Work task: Everything in the data below is left aside except the lines from the one containing "box: [369, 240, 639, 554]" through the one containing "positive clicks: (533, 310)"; repeat those exactly.

Top of Input records

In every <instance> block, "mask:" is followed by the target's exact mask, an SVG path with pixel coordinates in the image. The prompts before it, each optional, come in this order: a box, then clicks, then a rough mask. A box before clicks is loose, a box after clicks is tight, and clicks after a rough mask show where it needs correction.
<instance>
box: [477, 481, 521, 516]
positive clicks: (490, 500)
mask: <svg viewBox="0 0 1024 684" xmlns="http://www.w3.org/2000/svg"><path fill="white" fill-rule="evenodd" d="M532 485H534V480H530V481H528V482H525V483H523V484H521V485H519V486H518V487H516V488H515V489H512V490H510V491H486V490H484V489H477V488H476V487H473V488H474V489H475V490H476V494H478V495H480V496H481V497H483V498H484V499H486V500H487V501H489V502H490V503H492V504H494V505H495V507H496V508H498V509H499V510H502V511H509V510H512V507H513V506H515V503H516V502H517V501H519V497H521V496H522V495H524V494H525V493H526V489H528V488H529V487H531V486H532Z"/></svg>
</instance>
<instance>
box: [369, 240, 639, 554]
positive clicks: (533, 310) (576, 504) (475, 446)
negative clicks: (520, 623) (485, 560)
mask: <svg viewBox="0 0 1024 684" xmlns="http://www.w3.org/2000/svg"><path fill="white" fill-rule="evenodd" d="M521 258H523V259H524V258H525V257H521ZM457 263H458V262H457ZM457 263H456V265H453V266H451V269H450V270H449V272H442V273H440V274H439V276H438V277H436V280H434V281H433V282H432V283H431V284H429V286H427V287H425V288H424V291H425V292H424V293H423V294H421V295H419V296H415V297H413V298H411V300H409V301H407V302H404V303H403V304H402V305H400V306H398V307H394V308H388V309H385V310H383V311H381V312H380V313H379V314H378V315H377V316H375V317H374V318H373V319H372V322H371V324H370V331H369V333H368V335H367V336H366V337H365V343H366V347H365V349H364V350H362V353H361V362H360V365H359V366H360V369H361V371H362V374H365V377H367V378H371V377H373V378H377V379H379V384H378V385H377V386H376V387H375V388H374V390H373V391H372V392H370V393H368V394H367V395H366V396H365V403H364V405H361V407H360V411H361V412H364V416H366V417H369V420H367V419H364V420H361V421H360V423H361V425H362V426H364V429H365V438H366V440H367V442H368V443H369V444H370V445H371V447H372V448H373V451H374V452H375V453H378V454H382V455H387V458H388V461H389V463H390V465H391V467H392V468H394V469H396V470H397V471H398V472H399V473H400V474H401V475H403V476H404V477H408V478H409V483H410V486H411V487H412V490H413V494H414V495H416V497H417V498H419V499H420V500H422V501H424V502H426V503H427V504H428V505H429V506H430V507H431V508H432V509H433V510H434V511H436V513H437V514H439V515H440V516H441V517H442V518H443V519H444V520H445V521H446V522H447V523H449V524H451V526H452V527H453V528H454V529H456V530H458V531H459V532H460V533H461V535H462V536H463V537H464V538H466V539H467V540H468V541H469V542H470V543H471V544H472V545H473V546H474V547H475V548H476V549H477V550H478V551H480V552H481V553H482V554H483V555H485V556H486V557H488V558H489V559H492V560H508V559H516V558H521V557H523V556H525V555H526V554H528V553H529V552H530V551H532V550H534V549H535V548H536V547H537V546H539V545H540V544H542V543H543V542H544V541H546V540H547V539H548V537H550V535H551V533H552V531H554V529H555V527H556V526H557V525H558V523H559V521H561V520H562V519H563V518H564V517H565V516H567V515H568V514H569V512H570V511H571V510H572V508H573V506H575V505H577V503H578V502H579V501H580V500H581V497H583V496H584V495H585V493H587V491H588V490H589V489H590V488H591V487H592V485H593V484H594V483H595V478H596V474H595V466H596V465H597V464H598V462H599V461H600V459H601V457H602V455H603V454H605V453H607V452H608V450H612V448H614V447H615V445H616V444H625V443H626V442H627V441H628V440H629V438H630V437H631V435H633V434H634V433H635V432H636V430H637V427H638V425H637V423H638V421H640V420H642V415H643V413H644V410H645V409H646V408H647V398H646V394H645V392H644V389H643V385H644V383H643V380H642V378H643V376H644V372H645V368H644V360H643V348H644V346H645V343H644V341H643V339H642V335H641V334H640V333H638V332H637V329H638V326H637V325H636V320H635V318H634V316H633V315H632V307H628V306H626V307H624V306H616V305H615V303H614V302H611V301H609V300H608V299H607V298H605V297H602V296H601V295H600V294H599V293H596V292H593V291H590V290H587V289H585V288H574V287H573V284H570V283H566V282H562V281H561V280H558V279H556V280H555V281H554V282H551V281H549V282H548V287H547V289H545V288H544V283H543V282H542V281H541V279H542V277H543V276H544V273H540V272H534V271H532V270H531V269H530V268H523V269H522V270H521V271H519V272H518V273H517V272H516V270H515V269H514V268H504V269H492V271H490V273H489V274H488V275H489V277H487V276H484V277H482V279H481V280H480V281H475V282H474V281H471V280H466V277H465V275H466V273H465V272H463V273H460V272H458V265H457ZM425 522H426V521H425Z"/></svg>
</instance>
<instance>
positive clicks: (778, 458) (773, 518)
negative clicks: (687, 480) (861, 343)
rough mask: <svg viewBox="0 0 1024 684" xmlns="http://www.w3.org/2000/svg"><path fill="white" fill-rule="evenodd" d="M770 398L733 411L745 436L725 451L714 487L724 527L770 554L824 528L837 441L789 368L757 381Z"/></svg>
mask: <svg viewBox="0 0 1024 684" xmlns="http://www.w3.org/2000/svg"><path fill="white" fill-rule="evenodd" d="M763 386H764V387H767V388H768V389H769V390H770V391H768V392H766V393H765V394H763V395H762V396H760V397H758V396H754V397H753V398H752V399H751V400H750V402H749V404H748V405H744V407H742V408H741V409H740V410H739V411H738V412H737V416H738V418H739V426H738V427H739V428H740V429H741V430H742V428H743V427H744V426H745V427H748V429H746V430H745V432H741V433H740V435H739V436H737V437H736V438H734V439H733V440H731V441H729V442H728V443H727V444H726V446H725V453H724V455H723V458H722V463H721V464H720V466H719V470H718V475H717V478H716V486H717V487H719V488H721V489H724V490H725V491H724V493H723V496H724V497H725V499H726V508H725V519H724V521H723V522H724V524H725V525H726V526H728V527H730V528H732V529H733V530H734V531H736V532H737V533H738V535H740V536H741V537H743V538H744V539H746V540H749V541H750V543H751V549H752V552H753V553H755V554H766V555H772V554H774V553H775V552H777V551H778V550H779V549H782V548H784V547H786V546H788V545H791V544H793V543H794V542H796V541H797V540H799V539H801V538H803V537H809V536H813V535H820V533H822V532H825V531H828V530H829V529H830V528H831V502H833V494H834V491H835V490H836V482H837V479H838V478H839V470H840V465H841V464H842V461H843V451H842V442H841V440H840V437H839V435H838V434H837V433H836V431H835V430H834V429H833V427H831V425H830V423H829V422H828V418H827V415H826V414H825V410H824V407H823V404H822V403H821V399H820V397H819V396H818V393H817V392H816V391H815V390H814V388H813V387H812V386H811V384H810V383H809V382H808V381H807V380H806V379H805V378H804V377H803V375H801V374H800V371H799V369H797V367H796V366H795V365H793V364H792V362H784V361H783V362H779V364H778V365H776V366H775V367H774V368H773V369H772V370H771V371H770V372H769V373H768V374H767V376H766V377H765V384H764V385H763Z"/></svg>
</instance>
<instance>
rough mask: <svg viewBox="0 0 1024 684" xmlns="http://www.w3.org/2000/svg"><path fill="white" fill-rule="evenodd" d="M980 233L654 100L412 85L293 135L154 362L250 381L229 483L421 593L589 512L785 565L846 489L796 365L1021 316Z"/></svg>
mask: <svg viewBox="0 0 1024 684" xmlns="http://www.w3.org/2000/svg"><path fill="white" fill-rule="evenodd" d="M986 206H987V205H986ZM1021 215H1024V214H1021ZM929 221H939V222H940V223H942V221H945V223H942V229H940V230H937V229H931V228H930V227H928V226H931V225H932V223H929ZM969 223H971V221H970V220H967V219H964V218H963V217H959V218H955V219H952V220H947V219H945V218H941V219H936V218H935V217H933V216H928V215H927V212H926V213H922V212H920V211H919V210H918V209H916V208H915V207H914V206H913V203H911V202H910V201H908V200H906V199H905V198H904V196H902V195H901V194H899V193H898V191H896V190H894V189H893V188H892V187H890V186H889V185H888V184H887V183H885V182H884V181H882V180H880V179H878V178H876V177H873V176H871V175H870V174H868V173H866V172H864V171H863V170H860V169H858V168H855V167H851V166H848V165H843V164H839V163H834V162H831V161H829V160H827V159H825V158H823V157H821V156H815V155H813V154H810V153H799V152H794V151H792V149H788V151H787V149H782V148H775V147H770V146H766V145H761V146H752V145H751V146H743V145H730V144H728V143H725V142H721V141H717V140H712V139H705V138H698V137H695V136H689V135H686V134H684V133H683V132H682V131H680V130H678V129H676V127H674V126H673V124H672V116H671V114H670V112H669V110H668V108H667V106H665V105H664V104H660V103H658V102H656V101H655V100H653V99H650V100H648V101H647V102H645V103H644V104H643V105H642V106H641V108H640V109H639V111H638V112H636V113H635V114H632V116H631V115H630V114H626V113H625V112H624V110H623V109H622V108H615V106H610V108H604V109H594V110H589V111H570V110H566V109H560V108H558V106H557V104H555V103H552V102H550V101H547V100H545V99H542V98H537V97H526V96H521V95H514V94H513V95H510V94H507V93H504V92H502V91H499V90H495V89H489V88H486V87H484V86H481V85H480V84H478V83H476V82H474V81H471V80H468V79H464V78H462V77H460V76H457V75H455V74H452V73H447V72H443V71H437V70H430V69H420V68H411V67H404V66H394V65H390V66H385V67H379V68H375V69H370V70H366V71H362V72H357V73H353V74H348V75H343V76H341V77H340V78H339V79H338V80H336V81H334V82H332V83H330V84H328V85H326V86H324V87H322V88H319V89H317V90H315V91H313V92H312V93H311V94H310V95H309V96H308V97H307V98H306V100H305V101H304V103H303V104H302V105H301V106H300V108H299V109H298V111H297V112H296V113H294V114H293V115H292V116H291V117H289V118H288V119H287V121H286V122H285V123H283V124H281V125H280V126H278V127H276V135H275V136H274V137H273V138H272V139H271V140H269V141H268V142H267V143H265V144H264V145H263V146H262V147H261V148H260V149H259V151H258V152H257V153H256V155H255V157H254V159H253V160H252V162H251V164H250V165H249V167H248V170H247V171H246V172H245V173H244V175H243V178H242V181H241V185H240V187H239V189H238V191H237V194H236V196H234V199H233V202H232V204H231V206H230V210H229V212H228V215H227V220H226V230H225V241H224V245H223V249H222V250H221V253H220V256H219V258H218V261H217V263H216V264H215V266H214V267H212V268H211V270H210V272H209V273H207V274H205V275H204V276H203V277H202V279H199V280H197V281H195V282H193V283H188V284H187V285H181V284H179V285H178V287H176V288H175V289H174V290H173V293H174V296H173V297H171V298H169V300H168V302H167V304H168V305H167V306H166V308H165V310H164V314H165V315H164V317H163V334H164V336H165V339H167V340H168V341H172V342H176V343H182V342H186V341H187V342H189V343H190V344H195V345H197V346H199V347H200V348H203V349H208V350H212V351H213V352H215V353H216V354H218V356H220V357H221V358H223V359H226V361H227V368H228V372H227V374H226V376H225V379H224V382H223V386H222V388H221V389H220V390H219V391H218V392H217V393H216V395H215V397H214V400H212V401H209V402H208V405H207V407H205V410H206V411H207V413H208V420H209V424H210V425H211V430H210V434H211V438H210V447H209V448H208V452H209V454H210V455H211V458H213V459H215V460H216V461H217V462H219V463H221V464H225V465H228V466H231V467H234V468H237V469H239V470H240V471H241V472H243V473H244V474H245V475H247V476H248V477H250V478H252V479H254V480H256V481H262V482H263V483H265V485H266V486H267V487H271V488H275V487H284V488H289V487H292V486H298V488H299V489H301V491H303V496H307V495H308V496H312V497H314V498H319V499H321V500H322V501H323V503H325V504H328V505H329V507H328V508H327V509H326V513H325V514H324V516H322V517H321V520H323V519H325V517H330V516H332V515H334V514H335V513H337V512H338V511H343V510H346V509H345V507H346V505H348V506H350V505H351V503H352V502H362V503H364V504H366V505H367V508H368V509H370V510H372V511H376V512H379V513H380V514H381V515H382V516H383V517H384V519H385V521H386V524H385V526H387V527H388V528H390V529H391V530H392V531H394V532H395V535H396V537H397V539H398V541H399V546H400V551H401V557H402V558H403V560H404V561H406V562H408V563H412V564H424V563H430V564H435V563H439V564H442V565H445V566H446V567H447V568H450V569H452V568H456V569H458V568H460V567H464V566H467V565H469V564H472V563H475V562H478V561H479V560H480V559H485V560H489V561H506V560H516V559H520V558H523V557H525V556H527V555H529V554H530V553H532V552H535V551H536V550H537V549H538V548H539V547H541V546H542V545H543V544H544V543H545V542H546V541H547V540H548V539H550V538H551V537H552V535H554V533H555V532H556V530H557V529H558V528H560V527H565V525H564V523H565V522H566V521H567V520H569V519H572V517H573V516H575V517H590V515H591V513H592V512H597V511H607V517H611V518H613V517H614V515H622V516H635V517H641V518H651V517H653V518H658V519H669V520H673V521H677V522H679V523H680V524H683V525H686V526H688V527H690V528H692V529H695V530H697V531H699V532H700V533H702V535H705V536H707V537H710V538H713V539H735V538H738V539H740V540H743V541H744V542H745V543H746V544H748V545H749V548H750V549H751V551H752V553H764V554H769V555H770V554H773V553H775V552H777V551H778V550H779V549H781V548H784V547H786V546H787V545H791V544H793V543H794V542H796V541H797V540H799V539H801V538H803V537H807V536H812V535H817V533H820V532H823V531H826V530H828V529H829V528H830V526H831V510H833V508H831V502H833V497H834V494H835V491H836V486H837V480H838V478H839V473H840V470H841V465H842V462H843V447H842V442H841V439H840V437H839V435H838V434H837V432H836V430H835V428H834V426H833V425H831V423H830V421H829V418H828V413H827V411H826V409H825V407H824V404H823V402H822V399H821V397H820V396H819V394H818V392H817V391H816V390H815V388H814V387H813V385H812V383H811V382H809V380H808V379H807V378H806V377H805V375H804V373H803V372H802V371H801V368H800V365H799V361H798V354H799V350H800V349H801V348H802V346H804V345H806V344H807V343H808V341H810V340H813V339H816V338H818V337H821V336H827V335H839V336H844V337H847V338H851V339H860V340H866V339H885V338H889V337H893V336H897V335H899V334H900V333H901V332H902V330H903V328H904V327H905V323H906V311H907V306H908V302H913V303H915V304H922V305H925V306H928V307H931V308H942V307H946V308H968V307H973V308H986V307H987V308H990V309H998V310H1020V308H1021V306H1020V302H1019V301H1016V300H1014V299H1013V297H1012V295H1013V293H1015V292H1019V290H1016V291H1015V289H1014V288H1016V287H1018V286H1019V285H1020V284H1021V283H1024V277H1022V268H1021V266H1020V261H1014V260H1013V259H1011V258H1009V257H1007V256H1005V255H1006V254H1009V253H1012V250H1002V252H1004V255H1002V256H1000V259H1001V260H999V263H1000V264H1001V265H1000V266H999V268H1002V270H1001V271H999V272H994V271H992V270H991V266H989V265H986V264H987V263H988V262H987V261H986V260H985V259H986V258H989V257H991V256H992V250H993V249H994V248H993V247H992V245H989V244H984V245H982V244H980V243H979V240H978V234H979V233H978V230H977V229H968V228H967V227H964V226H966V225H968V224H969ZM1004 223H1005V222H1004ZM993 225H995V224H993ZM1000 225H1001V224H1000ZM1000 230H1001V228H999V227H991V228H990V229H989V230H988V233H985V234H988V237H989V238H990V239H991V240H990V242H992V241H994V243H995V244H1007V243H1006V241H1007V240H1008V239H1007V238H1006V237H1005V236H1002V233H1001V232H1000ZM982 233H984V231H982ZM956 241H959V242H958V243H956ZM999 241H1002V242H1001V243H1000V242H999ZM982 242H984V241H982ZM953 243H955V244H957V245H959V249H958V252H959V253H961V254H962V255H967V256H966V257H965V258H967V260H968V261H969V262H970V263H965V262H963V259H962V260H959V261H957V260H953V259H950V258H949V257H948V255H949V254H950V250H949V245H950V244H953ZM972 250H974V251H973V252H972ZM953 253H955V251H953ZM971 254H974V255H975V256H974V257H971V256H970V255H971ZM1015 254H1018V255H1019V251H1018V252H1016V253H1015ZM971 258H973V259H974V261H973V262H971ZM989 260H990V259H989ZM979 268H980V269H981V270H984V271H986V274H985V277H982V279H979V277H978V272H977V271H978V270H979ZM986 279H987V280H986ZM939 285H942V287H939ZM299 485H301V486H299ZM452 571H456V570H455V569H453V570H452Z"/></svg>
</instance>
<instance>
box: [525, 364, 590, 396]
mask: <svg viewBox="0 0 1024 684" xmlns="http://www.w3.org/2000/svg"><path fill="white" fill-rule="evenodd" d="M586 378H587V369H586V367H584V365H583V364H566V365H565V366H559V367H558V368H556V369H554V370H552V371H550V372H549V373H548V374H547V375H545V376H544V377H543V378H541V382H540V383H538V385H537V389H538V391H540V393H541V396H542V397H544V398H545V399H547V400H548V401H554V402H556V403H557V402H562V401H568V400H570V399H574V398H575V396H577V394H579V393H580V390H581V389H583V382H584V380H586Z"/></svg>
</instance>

Bottom of Input records

Response box:
box: [369, 240, 639, 554]
positive clicks: (533, 310) (576, 504) (475, 446)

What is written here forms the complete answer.